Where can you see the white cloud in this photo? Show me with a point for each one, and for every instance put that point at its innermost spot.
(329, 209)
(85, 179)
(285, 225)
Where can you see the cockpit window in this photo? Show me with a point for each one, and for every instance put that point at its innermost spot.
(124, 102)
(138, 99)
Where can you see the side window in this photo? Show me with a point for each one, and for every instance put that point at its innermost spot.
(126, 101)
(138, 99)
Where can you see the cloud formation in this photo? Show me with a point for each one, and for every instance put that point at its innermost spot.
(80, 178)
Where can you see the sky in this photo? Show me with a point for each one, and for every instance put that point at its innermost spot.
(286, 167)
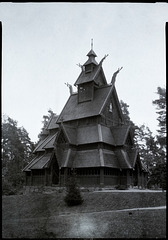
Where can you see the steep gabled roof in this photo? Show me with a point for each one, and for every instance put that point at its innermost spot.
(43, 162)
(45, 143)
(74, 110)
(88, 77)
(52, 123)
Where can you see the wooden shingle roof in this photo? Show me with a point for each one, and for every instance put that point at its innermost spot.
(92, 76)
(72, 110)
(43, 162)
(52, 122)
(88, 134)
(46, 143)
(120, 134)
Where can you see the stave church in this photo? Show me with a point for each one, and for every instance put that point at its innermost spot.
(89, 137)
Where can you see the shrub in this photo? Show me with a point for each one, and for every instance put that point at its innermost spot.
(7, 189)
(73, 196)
--------------------------------------------------
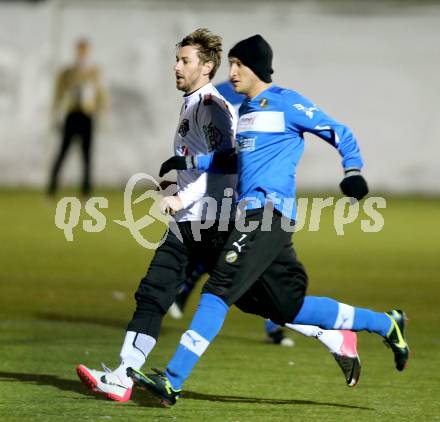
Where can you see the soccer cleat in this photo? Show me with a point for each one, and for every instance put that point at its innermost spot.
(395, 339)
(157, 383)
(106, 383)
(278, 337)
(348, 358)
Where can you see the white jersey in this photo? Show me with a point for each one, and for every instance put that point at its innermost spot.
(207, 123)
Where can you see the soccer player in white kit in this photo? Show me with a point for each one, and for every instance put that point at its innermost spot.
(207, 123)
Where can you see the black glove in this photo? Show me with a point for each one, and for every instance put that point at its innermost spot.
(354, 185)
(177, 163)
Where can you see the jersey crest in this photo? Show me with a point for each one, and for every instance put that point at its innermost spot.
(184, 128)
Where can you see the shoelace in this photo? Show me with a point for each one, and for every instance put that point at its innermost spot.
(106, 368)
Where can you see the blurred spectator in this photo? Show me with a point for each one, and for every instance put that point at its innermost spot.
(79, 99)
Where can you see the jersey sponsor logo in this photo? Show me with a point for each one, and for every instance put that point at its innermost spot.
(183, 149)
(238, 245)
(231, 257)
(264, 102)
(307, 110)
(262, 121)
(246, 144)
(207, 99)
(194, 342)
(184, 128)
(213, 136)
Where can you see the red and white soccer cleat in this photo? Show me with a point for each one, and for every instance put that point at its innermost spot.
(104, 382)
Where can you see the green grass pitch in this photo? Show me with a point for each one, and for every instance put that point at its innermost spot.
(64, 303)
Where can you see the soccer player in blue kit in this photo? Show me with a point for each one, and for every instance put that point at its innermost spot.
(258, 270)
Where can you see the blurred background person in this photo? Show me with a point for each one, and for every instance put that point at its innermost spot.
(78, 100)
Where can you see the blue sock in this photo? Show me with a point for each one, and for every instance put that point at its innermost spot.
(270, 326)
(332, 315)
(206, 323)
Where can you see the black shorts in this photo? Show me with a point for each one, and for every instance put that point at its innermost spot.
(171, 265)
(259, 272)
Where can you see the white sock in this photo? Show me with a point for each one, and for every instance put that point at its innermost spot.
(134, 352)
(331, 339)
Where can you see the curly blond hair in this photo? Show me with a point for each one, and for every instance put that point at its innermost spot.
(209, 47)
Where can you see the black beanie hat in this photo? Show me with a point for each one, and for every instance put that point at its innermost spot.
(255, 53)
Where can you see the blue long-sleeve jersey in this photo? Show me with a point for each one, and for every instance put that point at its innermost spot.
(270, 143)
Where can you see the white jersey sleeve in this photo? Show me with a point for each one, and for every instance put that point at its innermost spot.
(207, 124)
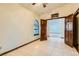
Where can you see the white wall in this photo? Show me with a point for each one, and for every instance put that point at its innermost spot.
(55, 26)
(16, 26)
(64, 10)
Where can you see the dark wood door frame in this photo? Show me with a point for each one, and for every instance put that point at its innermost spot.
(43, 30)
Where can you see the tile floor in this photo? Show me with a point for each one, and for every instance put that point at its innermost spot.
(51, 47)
--------------------------------------------------
• **YOUR OBJECTIVE**:
Determine how many lines of the data above contain the word "cloud". State only that number.

• **TASK RESULT**:
2